Open MischaQI opened 1 year ago
Please check out the latest version on OpenReview and NeurIPS Paper
Impact of Stage-1 Training.
A: Thanks for bringing up this question. We comprehensively add more experiments in two more tables and describe our finding in the paragraph "Impact of Stage-1 training" (Line 565-596) in the updated Appendix Section C.2. Our suggestions on the necessity of Stage-1 training are summarized:
(i) If LLaVA-Med is trained with a customized vision encoder or LLM that are not included in LLaVA (i.e., no LLaVA checkpoint is available), Stage-1 is critical in aligning the multimodal feature space, and yield good performance. (ii) If LLaVA-Med is trained by initializing from LLaVA, the Stage-1 training is optional. In this case, it is more cost-efficient to skip Stage-1 and train Stage-2 only, which can quickly provide good performance on the vertical domains with less cost. However, for scenarios with a large number of in-domain image-text pairs that pre-trained LLaVA does not have much related knowledge, we suggest adding the Stage-1 training on the in-domain pairs: The best strategy in this case is full-model fine-tuning of the LLM and removing the instruction text of describing images. The text and figure in the main paper is also revised accordingly.
Congrats on your great work.
Tab.1 shows that the performance of LLaVA drops after stage 1 training. So I'd like to know how about the performance of LLaVA-Med without stage 1 training.
Looking forward to your reply. Thanks.

**ACTION ITEM**: In the LLaVA-Med thread, when is Stage-1 training called critical?

**RECORDED DATA**:
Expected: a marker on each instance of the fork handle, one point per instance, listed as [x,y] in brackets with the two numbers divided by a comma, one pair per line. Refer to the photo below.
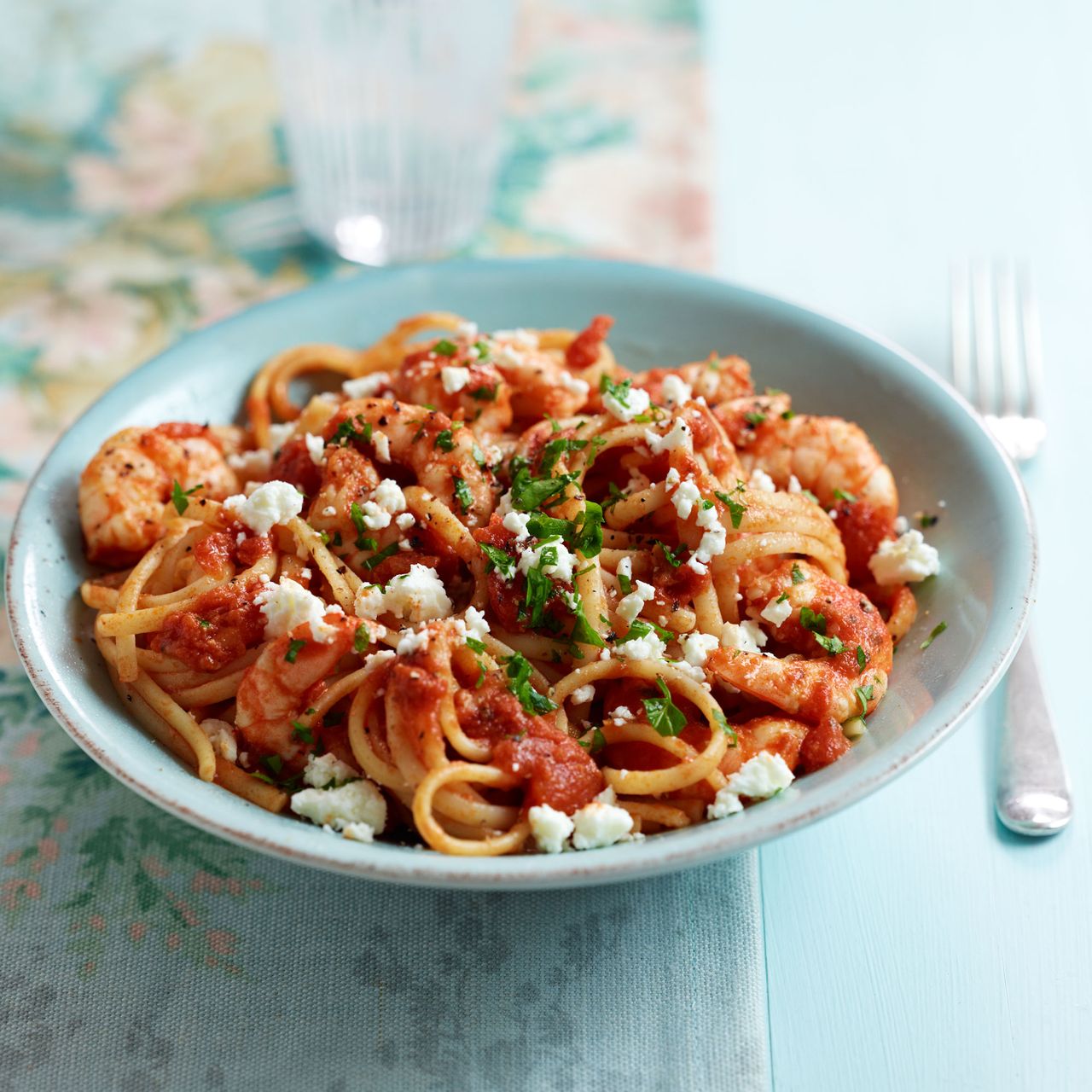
[1032,787]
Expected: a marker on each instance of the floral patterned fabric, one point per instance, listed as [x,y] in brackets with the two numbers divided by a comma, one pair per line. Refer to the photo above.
[143,192]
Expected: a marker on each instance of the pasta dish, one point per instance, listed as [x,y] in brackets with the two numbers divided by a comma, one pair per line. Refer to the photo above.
[495,593]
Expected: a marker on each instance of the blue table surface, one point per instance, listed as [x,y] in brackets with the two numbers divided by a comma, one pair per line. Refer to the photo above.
[911,943]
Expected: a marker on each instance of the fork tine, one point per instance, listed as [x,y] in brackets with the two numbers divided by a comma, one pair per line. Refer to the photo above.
[983,293]
[1009,336]
[961,328]
[1033,346]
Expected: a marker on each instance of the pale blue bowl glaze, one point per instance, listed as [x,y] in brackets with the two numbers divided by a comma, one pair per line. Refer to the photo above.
[936,444]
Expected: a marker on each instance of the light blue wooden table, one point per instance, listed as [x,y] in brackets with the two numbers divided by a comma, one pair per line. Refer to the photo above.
[911,943]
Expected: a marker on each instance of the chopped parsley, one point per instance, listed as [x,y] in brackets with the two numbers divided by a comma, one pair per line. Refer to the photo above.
[725,728]
[664,716]
[735,508]
[595,744]
[356,515]
[518,671]
[178,496]
[864,696]
[584,632]
[346,432]
[462,494]
[498,561]
[531,492]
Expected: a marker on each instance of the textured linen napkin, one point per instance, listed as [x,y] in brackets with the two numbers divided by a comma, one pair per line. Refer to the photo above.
[139,954]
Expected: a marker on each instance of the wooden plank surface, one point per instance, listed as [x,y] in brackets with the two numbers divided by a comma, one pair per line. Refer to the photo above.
[911,944]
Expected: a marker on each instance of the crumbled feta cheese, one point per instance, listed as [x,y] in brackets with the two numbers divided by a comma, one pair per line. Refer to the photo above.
[358,802]
[697,647]
[474,624]
[517,522]
[382,444]
[746,636]
[410,642]
[288,605]
[761,482]
[271,503]
[626,405]
[561,569]
[377,659]
[904,560]
[758,779]
[455,379]
[280,435]
[642,648]
[631,605]
[685,497]
[386,499]
[776,612]
[366,386]
[549,827]
[417,595]
[584,694]
[675,390]
[252,465]
[324,771]
[573,385]
[316,448]
[679,438]
[597,825]
[222,736]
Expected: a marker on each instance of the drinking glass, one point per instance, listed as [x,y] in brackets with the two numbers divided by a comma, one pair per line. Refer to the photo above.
[392,110]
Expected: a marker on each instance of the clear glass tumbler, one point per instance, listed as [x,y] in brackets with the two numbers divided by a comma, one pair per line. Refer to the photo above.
[392,110]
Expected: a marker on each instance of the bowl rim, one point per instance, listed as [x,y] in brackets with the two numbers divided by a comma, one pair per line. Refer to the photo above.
[397,864]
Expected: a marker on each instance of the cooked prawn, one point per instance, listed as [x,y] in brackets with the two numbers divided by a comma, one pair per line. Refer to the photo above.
[125,488]
[274,690]
[479,392]
[444,456]
[826,678]
[823,453]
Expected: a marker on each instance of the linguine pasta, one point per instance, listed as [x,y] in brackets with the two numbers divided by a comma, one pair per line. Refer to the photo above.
[495,593]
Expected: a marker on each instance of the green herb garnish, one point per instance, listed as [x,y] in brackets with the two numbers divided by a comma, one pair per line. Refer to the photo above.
[664,716]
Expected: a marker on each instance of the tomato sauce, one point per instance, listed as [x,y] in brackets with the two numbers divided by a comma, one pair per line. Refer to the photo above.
[223,624]
[293,464]
[823,744]
[862,529]
[558,771]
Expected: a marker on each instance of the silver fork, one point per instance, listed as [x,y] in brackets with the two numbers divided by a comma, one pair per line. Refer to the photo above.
[994,307]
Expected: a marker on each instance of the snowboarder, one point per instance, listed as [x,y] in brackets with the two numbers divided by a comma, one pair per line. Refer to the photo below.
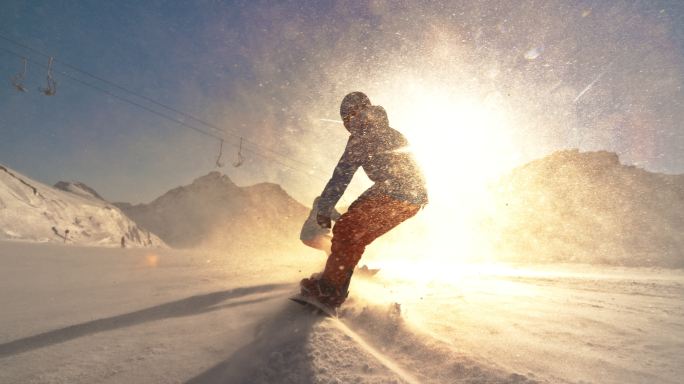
[315,236]
[397,194]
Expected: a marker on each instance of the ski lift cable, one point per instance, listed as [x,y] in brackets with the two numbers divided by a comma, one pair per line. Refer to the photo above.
[19,77]
[151,100]
[51,88]
[170,118]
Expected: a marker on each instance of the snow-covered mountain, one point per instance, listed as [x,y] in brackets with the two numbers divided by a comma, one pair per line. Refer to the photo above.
[73,214]
[588,207]
[214,212]
[78,188]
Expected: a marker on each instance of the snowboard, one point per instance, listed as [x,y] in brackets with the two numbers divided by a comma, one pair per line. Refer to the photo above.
[312,303]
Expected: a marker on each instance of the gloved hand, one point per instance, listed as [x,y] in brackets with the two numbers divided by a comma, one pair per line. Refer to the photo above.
[324,221]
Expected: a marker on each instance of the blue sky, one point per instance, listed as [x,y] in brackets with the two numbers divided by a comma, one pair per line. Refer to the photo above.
[270,73]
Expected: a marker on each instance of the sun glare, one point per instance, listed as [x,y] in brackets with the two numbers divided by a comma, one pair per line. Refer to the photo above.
[461,142]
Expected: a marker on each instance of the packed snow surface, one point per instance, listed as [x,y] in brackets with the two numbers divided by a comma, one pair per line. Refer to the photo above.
[106,315]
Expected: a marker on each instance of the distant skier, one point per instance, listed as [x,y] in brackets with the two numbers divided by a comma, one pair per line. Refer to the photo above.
[397,194]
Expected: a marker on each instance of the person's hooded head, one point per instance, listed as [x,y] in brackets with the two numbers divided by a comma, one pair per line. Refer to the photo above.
[352,105]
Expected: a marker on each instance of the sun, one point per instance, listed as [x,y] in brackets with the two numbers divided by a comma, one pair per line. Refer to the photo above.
[462,142]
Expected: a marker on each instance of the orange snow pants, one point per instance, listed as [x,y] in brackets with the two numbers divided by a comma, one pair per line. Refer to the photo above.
[367,219]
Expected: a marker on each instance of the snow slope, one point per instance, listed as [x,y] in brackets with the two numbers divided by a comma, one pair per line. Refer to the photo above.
[213,212]
[84,315]
[587,207]
[32,211]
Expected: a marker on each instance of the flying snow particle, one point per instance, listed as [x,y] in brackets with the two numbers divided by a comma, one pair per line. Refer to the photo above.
[534,53]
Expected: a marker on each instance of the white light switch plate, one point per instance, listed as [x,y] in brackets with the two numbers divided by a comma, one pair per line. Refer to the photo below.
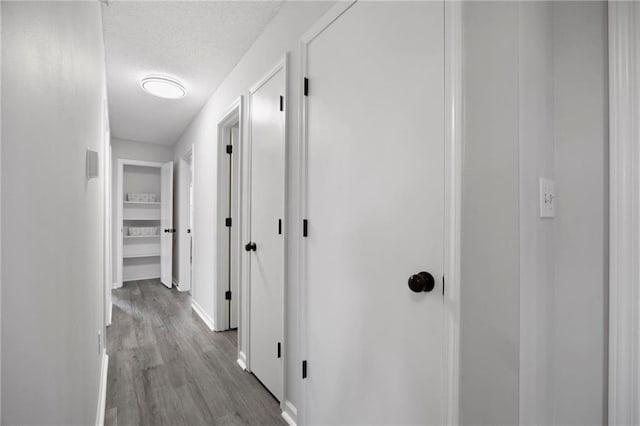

**TASK ANSWER**: When LLaVA-Med is trained with a customized vision encoder or LLM that is not included in LLaVA, so no LLaVA checkpoint is available.